> [WRITTEN TASK]: Copy every line of the records below verbatim, changing nothing.

> [INFORMATION PROVIDED]:

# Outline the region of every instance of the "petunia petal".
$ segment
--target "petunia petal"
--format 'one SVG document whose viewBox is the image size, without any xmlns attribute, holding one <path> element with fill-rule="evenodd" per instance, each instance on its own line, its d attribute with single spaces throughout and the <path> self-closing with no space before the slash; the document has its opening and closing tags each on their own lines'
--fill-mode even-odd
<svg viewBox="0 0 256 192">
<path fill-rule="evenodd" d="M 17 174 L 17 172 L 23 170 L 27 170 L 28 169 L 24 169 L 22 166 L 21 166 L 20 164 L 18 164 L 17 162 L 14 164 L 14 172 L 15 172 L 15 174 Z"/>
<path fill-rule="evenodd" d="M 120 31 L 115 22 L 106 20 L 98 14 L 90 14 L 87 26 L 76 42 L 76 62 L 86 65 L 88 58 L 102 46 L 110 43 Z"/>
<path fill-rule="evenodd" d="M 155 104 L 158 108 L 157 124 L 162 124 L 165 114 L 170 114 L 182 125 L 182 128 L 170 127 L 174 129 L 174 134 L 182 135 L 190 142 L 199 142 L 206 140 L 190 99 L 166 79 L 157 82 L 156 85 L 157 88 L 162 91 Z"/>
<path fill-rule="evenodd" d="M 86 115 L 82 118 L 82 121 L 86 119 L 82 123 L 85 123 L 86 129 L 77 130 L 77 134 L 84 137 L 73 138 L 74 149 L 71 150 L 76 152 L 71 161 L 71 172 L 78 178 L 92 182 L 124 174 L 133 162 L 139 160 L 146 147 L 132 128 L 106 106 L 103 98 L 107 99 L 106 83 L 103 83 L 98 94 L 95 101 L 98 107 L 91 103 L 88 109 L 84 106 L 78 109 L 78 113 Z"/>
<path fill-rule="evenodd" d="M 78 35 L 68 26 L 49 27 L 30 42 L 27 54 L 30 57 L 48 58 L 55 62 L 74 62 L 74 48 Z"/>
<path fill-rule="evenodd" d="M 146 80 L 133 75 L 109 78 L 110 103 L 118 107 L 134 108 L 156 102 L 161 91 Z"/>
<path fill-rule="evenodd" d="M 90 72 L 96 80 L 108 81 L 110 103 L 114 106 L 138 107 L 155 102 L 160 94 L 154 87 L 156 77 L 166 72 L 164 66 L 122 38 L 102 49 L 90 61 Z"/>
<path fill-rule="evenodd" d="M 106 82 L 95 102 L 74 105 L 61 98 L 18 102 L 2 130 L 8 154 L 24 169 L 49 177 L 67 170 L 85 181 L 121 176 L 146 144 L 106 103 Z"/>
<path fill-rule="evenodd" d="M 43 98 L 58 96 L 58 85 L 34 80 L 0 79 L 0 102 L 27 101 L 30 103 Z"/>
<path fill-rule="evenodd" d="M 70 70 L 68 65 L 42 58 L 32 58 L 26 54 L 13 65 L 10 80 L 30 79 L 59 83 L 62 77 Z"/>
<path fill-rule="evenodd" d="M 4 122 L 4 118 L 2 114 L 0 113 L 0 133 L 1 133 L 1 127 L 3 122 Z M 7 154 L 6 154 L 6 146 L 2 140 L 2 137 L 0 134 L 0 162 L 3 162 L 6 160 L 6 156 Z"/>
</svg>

> [COMPLETED EXERCISE]:
# Outline the region of every instance of the "petunia petal".
$ segment
--target "petunia petal"
--format 'one SVG document whose viewBox is the image size, without any xmlns attribute, holding one <path> element with fill-rule="evenodd" per instance, each instance on its own line, its d attribute with single spaces throughout and the <path> self-closing with no space before the slash; the document has its opening and closing tags each on their own lines'
--fill-mode even-odd
<svg viewBox="0 0 256 192">
<path fill-rule="evenodd" d="M 17 174 L 17 172 L 23 170 L 27 170 L 28 169 L 24 169 L 22 166 L 21 166 L 20 164 L 18 164 L 17 162 L 14 164 L 14 172 L 15 172 L 15 174 Z"/>
<path fill-rule="evenodd" d="M 120 31 L 115 22 L 106 20 L 98 14 L 90 14 L 87 26 L 76 42 L 76 62 L 86 65 L 88 58 L 102 46 L 110 43 Z"/>
<path fill-rule="evenodd" d="M 155 104 L 158 108 L 157 124 L 162 124 L 165 114 L 170 114 L 182 125 L 182 128 L 170 127 L 174 129 L 174 134 L 182 135 L 190 142 L 199 142 L 206 140 L 190 99 L 166 79 L 157 82 L 156 85 L 157 88 L 162 91 Z"/>
<path fill-rule="evenodd" d="M 86 115 L 82 118 L 82 121 L 86 119 L 82 123 L 85 123 L 86 129 L 77 130 L 77 134 L 84 137 L 73 138 L 74 149 L 71 150 L 76 152 L 71 161 L 71 172 L 78 178 L 92 182 L 124 174 L 133 162 L 139 160 L 146 147 L 132 128 L 106 106 L 103 98 L 107 99 L 106 83 L 103 83 L 98 94 L 95 101 L 98 107 L 91 103 L 88 109 L 84 106 L 78 109 L 78 113 Z"/>
<path fill-rule="evenodd" d="M 78 35 L 68 26 L 49 27 L 30 42 L 27 54 L 30 57 L 48 58 L 55 62 L 74 62 L 74 48 Z"/>
<path fill-rule="evenodd" d="M 146 80 L 133 75 L 109 78 L 110 103 L 118 107 L 134 108 L 156 102 L 161 91 Z"/>
<path fill-rule="evenodd" d="M 90 72 L 96 80 L 108 81 L 110 103 L 114 106 L 138 107 L 155 102 L 160 94 L 154 87 L 156 77 L 166 72 L 164 66 L 122 38 L 102 49 L 90 61 Z"/>
<path fill-rule="evenodd" d="M 106 82 L 95 102 L 74 105 L 61 98 L 18 102 L 2 130 L 8 154 L 24 169 L 49 177 L 67 170 L 85 181 L 121 176 L 146 144 L 106 103 Z"/>
<path fill-rule="evenodd" d="M 43 98 L 58 96 L 58 85 L 34 80 L 0 79 L 0 102 L 27 101 L 30 103 Z"/>
<path fill-rule="evenodd" d="M 70 70 L 68 65 L 42 58 L 32 58 L 26 54 L 13 65 L 10 80 L 30 79 L 59 83 L 62 77 Z"/>
<path fill-rule="evenodd" d="M 4 122 L 4 118 L 2 114 L 0 113 L 0 133 L 1 133 L 1 127 L 3 122 Z M 7 154 L 6 154 L 6 146 L 2 140 L 2 137 L 0 134 L 0 162 L 3 162 L 6 160 L 6 156 Z"/>
</svg>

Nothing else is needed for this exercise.